_WHAT YOU SHOULD DO_
Return each line of the records with nothing changed, pictures excepted.

[A block of data]
Start

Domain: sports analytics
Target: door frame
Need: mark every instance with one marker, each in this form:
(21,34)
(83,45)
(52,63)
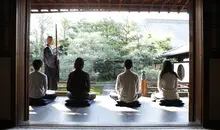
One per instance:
(196,90)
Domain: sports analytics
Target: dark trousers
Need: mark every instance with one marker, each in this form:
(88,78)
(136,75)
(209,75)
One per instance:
(115,97)
(49,96)
(89,97)
(52,83)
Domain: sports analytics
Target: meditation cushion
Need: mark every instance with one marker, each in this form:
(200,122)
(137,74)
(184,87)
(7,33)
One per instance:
(131,104)
(39,102)
(175,103)
(78,103)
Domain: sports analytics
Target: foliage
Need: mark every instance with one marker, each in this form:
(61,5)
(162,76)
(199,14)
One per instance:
(104,45)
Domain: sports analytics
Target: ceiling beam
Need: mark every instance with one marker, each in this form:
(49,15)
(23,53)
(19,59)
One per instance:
(174,4)
(142,2)
(95,4)
(120,4)
(165,1)
(109,4)
(152,4)
(186,3)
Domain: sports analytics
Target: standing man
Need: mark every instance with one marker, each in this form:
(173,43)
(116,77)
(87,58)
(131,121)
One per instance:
(51,65)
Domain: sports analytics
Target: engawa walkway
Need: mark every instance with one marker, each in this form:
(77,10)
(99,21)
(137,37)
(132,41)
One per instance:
(104,112)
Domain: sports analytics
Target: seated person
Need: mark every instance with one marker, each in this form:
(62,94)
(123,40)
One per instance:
(167,84)
(127,85)
(78,84)
(38,83)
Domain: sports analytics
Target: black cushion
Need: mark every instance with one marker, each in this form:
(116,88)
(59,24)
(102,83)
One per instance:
(175,103)
(78,103)
(131,104)
(39,102)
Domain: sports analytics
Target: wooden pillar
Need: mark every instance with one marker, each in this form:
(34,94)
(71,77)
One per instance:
(13,54)
(211,63)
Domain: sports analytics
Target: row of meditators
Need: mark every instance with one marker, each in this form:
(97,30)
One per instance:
(78,84)
(127,84)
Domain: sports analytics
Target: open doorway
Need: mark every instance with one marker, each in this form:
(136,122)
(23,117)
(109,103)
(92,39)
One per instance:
(160,35)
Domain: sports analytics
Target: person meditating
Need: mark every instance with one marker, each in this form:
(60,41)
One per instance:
(78,84)
(167,86)
(38,85)
(127,85)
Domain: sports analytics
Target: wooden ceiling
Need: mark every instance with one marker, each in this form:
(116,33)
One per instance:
(49,6)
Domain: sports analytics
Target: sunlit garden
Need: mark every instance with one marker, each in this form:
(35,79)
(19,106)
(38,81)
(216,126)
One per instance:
(103,44)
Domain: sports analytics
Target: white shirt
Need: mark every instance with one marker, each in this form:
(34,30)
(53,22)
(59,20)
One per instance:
(127,86)
(167,86)
(37,84)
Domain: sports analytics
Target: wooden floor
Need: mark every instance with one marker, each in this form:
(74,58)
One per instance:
(103,112)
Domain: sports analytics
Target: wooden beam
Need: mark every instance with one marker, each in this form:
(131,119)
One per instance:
(174,4)
(121,1)
(186,3)
(109,4)
(87,3)
(130,3)
(152,4)
(142,2)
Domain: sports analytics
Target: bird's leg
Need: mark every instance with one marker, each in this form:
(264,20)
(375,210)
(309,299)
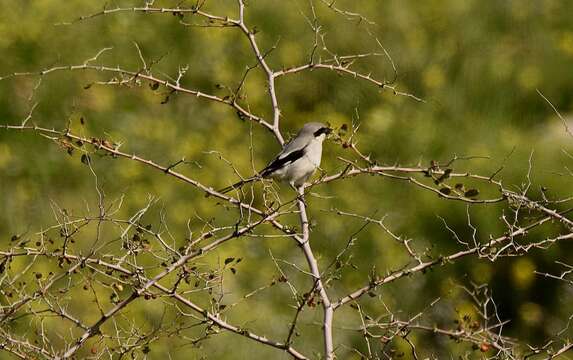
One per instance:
(300,192)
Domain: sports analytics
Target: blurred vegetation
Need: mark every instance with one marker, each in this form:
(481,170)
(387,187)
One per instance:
(476,64)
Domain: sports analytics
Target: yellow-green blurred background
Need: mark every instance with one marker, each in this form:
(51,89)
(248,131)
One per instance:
(476,64)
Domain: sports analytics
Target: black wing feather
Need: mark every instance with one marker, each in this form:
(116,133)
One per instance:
(279,162)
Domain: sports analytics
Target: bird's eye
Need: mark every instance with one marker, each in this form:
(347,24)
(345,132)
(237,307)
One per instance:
(321,131)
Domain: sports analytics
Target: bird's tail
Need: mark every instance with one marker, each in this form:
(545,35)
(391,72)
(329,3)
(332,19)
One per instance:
(238,184)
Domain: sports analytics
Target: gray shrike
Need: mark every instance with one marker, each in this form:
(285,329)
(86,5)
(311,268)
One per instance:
(298,159)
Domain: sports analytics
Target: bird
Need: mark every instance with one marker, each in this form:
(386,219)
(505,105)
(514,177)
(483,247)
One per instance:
(298,159)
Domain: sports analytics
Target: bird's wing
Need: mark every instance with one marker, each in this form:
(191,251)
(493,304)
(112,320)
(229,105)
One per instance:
(292,151)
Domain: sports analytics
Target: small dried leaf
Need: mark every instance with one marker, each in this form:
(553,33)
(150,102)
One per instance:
(86,159)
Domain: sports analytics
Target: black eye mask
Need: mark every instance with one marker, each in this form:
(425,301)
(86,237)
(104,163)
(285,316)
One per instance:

End

_REPLY_
Domain: sports analytics
Target: door frame
Need: mark every instance with one marker, each in this form:
(21,34)
(83,45)
(52,63)
One per instance:
(196,90)
Domain: sports analytics
Target: dark trousers
Need: mark every instance with one marker, each in this form:
(88,78)
(136,75)
(209,75)
One per instance:
(115,97)
(49,96)
(89,97)
(52,83)
Domain: sports analytics
Target: meditation cushion
Need: mark every instance with one marker, each in this form:
(200,122)
(137,74)
(184,87)
(7,33)
One per instance:
(131,104)
(39,102)
(175,103)
(78,103)
Domain: sports analytics
Target: foliage
Need: mark every instance with one marker, each in this form:
(61,5)
(162,76)
(199,14)
One per instance:
(104,45)
Domain: sports analytics
Target: ceiling beam
Need: mark every instance with one marker, each in this form:
(49,15)
(23,53)
(19,59)
One per instance:
(174,4)
(142,2)
(95,4)
(120,4)
(165,1)
(109,4)
(152,4)
(186,3)
Domain: sports analytics
Target: standing man
Need: mark every instance with one marker, each in this form:
(173,43)
(116,77)
(87,58)
(131,121)
One per instance:
(51,65)
Domain: sports analytics
Target: engawa walkway
Need: mark every instance with one marker, each in this form:
(77,10)
(99,21)
(137,37)
(132,41)
One per instance:
(104,112)
Domain: sports analytics
Target: seated person
Need: mark every instance with one marker, each in this form:
(62,94)
(123,40)
One per instance:
(167,84)
(127,85)
(78,84)
(38,83)
Domain: sports analytics
Target: black cushion
Need: mark every instance with one marker, each in this form:
(116,88)
(59,24)
(102,83)
One per instance:
(175,103)
(78,103)
(131,104)
(39,102)
Domain: sports analytics
Target: wooden pillar
Need: mark every instance with one marker, each in this form:
(34,94)
(71,77)
One per instance:
(13,54)
(211,63)
Domain: sports analytics
Target: row of meditators
Need: mark every instance with one marker, each in this form:
(97,30)
One per instance:
(78,84)
(127,84)
Domain: sports analytics
Target: open doorway
Need: mark every instance with one marker, each in this form:
(136,122)
(23,117)
(109,103)
(92,39)
One per instance:
(160,35)
Domain: sports analytics
Target: person meditating
Need: mark every instance with one marker, each in this form:
(60,41)
One per instance:
(78,84)
(167,86)
(38,85)
(127,85)
Domain: sports analytics
Target: wooden ceiling
Need: mark every instance with one marker, each in this form:
(116,33)
One per instance:
(49,6)
Domain: sports analytics
Target: sunlit garden
Need: mark every instance with one marker, each in this form:
(35,79)
(19,106)
(38,81)
(216,126)
One per instance:
(103,44)
Domain: sports analytics
Target: white shirt
Need: mark every instance with one marker, each in this form:
(34,30)
(53,22)
(59,20)
One per instance:
(127,86)
(167,86)
(37,84)
Domain: sports analytics
Target: wooden floor
Need: mark every instance with one marker, each in this form:
(74,58)
One per instance:
(103,112)
Domain: sports analytics
Target: wooden beam
Need: mark every instance with one marker, each in this form:
(131,119)
One per instance:
(174,4)
(121,1)
(186,3)
(109,4)
(87,3)
(130,3)
(152,4)
(142,2)
Domain: sports analytics
Target: bird's leg
Need: mark every instance with one marker, each in this form:
(264,20)
(375,210)
(309,299)
One per instance:
(300,192)
Domain: sports analytics
Target: blurred vegetation
Need: mark every instance with one marker, each in this form:
(481,170)
(387,187)
One per instance:
(476,64)
Domain: sports analytics
Target: yellow-green blurred background
Need: mark every instance with one marker, each in this form:
(51,89)
(248,131)
One per instance:
(476,64)
Domain: sports analytics
Target: black wing feather
Need: mark every instance with one marker, each in this form:
(116,133)
One per instance:
(279,162)
Domain: sports analytics
Target: bird's eye
Need: mark every instance with one marker, each in this form:
(347,24)
(345,132)
(237,307)
One per instance:
(321,131)
Domain: sports analytics
Target: bird's tail
Need: mark every instance with one marker, each in this form:
(545,35)
(391,72)
(329,3)
(332,19)
One per instance:
(238,184)
Domain: sports analytics
Target: gray shrike
Need: mark every instance with one marker, each in this form:
(285,329)
(86,5)
(311,268)
One per instance:
(298,159)
Domain: sports analytics
Target: bird
Need: mark every instance with one marker, each in this form:
(386,219)
(505,105)
(514,177)
(483,247)
One per instance:
(298,159)
Domain: sports analytics
Target: bird's wing
Need: mark every instance with one marker, each in this form:
(191,251)
(493,304)
(112,320)
(229,105)
One per instance:
(292,151)
Domain: sports analytics
Target: small dried leaf
Need: mark every instance with one marker, each in this form:
(553,33)
(150,102)
One per instance:
(86,159)
Domain: sports analytics
Target: black eye mask
Need: mark every instance with one marker, each in this form:
(425,301)
(86,237)
(104,163)
(285,316)
One per instance:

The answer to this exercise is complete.